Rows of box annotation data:
-- Start --

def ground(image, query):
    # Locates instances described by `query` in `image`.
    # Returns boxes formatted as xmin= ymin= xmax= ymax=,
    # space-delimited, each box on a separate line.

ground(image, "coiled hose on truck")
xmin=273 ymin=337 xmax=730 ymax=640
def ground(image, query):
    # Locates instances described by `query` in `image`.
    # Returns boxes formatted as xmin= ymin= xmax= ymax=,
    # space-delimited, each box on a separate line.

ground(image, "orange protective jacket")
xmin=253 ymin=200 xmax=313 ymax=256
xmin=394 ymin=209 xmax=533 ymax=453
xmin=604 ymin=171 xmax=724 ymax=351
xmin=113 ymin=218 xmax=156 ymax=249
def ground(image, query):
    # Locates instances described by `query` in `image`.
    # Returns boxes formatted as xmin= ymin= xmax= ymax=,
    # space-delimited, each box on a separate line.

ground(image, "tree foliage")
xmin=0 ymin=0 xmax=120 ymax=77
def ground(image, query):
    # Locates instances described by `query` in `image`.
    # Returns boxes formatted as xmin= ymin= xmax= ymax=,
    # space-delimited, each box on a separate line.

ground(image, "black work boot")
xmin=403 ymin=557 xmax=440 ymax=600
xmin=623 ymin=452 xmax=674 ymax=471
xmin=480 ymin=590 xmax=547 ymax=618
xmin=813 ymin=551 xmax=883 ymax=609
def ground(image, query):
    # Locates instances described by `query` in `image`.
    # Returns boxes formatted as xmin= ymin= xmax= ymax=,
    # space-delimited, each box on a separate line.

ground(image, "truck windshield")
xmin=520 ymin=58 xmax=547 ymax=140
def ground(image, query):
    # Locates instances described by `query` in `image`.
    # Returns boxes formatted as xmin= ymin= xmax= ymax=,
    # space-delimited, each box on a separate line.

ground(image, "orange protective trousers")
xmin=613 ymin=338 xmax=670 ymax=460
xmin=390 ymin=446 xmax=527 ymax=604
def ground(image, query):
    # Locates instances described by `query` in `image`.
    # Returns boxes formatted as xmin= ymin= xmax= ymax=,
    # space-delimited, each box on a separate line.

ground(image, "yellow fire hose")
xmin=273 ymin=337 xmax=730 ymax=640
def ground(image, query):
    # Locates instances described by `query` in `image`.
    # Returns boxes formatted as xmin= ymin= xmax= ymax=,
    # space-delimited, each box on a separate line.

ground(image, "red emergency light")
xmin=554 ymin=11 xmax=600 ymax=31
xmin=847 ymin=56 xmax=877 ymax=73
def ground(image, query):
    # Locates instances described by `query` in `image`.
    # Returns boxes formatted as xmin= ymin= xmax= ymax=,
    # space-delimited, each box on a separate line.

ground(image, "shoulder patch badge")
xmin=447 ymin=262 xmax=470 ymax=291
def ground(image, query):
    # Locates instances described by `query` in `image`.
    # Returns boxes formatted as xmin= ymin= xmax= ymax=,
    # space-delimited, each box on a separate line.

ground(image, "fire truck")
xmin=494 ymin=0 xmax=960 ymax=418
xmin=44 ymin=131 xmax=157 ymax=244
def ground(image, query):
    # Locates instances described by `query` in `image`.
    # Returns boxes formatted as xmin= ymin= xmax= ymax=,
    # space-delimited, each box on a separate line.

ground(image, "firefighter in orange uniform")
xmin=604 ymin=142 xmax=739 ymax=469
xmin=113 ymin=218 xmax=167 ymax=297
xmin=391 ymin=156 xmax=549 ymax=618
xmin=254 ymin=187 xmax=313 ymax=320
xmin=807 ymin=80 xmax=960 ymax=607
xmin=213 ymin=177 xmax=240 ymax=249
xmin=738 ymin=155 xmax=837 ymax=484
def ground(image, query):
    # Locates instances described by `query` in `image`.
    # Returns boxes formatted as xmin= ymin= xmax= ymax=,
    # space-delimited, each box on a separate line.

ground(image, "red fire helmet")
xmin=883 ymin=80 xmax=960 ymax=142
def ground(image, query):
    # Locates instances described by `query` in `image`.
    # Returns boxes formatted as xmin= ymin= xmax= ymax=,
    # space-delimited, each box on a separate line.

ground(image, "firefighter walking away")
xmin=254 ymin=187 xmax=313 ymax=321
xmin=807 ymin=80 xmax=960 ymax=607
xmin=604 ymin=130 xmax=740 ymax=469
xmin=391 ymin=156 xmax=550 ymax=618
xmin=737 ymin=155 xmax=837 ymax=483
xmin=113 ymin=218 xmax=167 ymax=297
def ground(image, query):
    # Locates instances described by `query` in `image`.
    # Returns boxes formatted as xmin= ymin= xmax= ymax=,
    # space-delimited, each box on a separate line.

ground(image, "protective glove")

-- End --

=== Your task ===
Extract every row above that contains the word "orange".

=== Output of the exercise ===
ground(image, "orange protective jacket")
ground(image, "orange protective trousers")
ground(image, "firefighter in orange uniform")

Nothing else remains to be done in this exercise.